SOURCE DOCUMENT
According to the World Population Data Sheet (Houghton 1995), life expectancy in Africa is estimated at only 51 years compared to a global average of 63 years. Gross National Product (GNP) per capita is estimated at US$710 as against a world average of US $2,880. Infant mortality is as high as 113 per 1,000 live births as compared to a global rate of 81 per thousand. Some individual countries are actually worse off as the continental averages conceal the true picture pertaining to such countries. For instance, infant mortality in the Gambia is 169 per 1,000 while in Sierra Leone, it is a high as 176. Life Expectancy in Guinea is 41 years, while it is only 36 years in the Gambia, and 35 years in Sierra Leone. Per Capita GNP in Mali is US$140 while in Ethiopia it is a meagre US$110 (Global Coalition for Africa 1992).

Even hunger and famine in a continent of plenty are not uncommon. Emergency calls for international food aid from such countries as Ethiopia, Somalia and Mozambique are a common occurrence. Indeed, "independence" in Africa continues to be a mirage.

After some decades of "independence", political intrigue and instability continue to flourish. Nowhere on the globe are military coups as fashionable as in Africa. Democracy and human rights are unaffordable luxuries. The laws and constitutions are often abrogated on the pretext of "security" or "in the interests of the people".

The handling of most post-colonial African economies has been grossly defective, especially under Structural Adjustment Programmes (SAPs) sponsored by the World Bank and the International Monetary Fund (IMF). The conditionalities of the Bretton Woods twins have invariably unleashed untold suffering on the African populace, especially on vulnerable groups such as the poor and women. While both the critics and the proponents of SAPs have reached a consensus on the expediency of Adjustment in the face of structural distortions and impediments to development, a strong case for programmes that suit the peculiar conditions of different countries, including safety nets for the vulnerable, has been made but ignored by policy makers (Adedeji 1987).

In the meantime, suffering and retrogression in Africa continue. From the Maghreb to the Horn and from the Kalahari through the Central doldrums to the West Coast, the story is more or less the same: economic dependence, poverty, political instability and widespread deprivation. In addition, invariably, women are more deprived than their male counterparts.

2. THE UGANDAN WOMAN

2.1 Gender and Production Relations

The plight of the Ugandan woman can be better understood in the context of the continental crisis, which we have already explored. Fundamental to the grasping of the situation of Ugandan women is the fact that they shoulder directly the brunt of the social, economic and political crises that characterise the region. This is manifested in terms of accessibility to production resources and education; division of labour and surplus income; decision making and governance, and employment, to mention but a few.

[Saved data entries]

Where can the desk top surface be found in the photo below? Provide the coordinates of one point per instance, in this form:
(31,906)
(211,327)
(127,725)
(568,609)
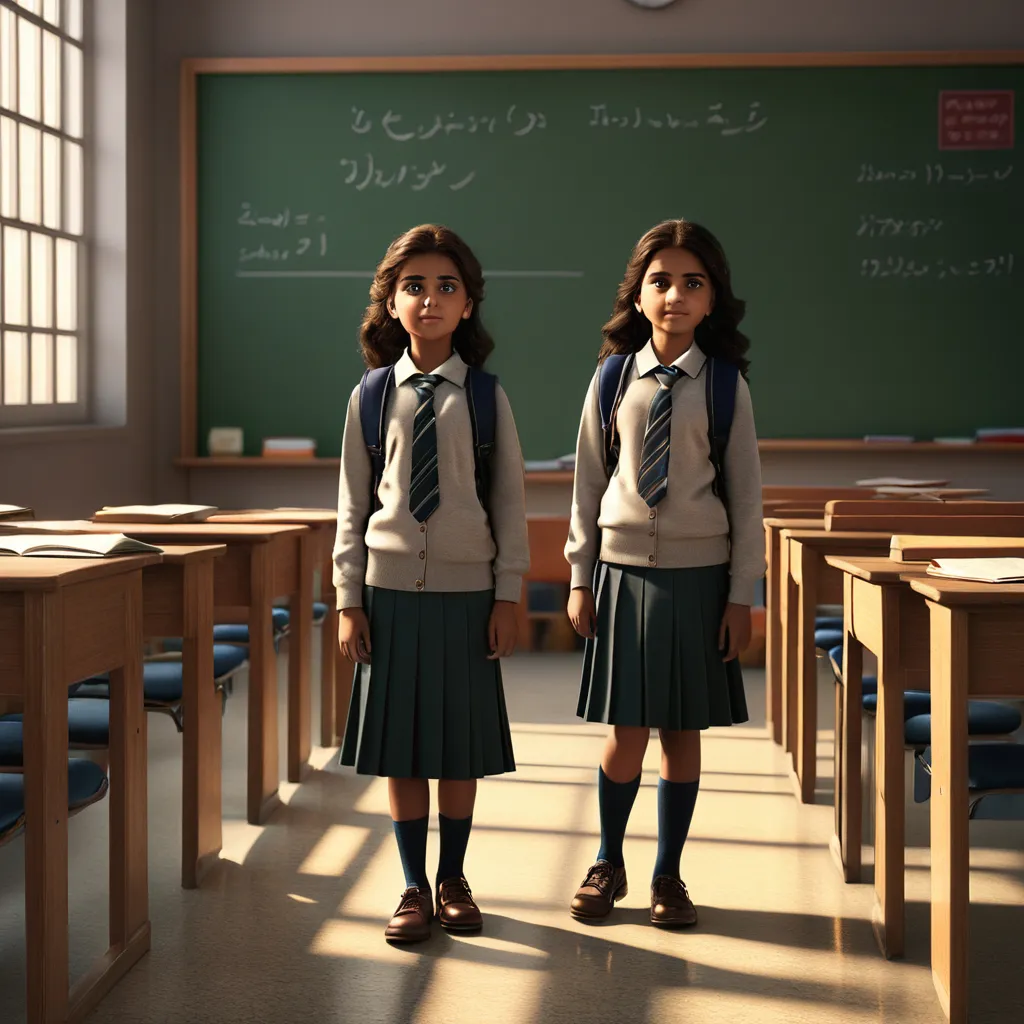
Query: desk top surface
(31,572)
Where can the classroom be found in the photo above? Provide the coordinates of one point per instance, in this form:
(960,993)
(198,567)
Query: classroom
(811,762)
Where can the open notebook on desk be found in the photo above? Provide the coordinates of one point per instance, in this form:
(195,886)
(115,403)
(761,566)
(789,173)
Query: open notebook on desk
(154,513)
(979,569)
(73,546)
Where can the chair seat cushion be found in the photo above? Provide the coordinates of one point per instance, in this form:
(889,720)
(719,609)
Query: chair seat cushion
(984,718)
(827,638)
(227,658)
(88,722)
(868,684)
(86,783)
(914,702)
(828,623)
(239,632)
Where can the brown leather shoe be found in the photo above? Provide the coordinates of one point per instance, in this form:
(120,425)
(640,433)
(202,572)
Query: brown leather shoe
(412,919)
(670,903)
(457,910)
(602,888)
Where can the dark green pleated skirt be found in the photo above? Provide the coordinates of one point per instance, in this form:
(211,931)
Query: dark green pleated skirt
(429,705)
(654,660)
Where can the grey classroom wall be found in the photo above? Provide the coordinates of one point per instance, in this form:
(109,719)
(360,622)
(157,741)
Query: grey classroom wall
(70,474)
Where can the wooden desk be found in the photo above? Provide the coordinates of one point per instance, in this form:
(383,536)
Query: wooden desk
(884,615)
(62,620)
(977,647)
(773,620)
(177,600)
(808,583)
(920,549)
(336,670)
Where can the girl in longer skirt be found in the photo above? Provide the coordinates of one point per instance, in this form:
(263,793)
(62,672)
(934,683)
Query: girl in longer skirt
(676,566)
(427,584)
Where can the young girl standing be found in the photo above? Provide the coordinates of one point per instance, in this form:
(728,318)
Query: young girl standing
(428,567)
(674,532)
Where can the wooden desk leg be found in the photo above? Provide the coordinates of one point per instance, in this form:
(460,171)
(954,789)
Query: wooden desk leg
(807,676)
(888,916)
(261,797)
(300,639)
(773,641)
(950,851)
(790,639)
(329,646)
(129,883)
(201,759)
(847,841)
(46,810)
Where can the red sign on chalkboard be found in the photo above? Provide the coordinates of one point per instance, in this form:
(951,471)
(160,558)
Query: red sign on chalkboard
(975,119)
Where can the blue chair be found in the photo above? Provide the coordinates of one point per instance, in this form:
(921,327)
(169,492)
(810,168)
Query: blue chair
(163,681)
(87,782)
(88,724)
(993,769)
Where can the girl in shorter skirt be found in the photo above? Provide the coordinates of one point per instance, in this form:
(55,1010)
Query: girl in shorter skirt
(674,566)
(429,568)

REQUEST A
Copy everything in the passage on Africa's crises from "2.1 Gender and" down to "mention but a few.", swapping "brunt" for "burden".
REQUEST B
Supply the next part of the passage on Africa's crises and the Ugandan woman, picking up after its final sentence.
The listing comes from a source separate from the passage.

EXERCISE OUTPUT A
2.1 Gender and Production Relations

The plight of the Ugandan woman can be better understood in the context of the continental crisis, which we have already explored. Fundamental to the grasping of the situation of Ugandan women is the fact that they shoulder directly the burden of the social, economic and political crises that characterise the region. This is manifested in terms of accessibility to production resources and education; division of labour and surplus income; decision making and governance, and employment, to mention but a few.

EXERCISE OUTPUT B
A study by the Economic Commission for Africa (ECA 1989) established that women in Africa shouldered greater burdens than their male counterparts. Studies in Uganda (Abidi 1990; MGLSD 1999) have investigated the Ugandan woman's workload and have provided the data in table 1, which throw light on the rural woman's burden.

Activity

Women

(%)

Men

(%)

Total

Growing food

70

30

100

Grinding, processing food

100

0

100

Selling, exchanging produce

60

40

100

Fetching water

90

10

100

Fetching firewood

60

40

100

Child care

100

0

100

Land ownership

6

94

100*

Access to credit

9

91

100*

One can observe that the only area where men outperform women is land ownership and access to credit. Studies (Manyire 1996) have also indicated that men outperform women in the area of spending money earned in the household. The paradox is that such money is sometimes earned by women but spent by men.

Moreover, while leisure for men means resting on the bed, visiting friends or going to a bar to drink, women's leisure means doing `less strenuous" chores such as feeding the child, kindling the fire or washing plates. In essence, an average Ugandan woman knows no leisure.

Table 2 indicates that the majority of women lack access to production resources (land, credit, extension services, etc.). A few Ugandan communities, e.g., the Baganda from the central region, grant women inheritance rights over their ancestral land. In a study by Sebina-Zziwa (1998) it was established that women owned land as indicated in table 2 below.

Table 2. Women and acquisition of land in Buganda

Category

Inherited

Bought

Given as gift

Other

Total

Coupled women

11(50)

2 (9)

9 (41)

-

22

Coupled men

12 (17)

31(43)

28 (39)

2 (1)

72

Women land owners

15 (38)

9 (23)

1 4(36)

1 (3)

39

SOURCE: Sebina-Zziwa, The Paradox of Tradition: Gender, Land and Inheritance Rights among the Baganda (Kampala: Makerere Institute of Social Research, 1998).

Note: Numbers in parentheses refer to percentages.

However, the land is inherited on condition that it cannot be sold or dispossessed in any way. Such ownership is therefore subject to district regulation for land utilisation. While such a culture is commended for recognising women's rights of inheritance of land, it is crucial that such rights be held not only in perpetuity but with full rights, including rights to appropriate the land inherited.

One fundamental finding from the table is that some cultural elements in some parts of Uganda have benefited women. The Baganda recognise not only the need for women to own land but also to share inheritance; what is interesting, however, is that fathers bequeathed land to their daughters but not to their wives, which confirms the strength of blood kinship as opposed to conjugal relationships. While men generally supported women's ownership of land in general, husbands were opposed to their wives' owning any land. The majority of husbands insisted that land titles be registered in their (the husbands') names.

The implication here is that the majority of women have only secondary access to land, through their husbands, who own it. In other rural areas of Uganda, the role of women could be likened to that in Europe at a time when the population comprised mainly farmers and where women assisted men in farming. While most Ugandan women have been farm workers, they are rarely farm owners. They claim land ownership only through their husbands. They are unable to secure credit from the formal financial institutions due to lack of collateral security and ignorance of credit procedures. Therefore, they employ rudimentary technology, as they are unable to invest in productivity-enhancing modern inputs. According to Jamal (1985), even the most basic farming implement, the jembe (hand-hoe) is in short supply on the farms. It is unaffordable by a majority of households.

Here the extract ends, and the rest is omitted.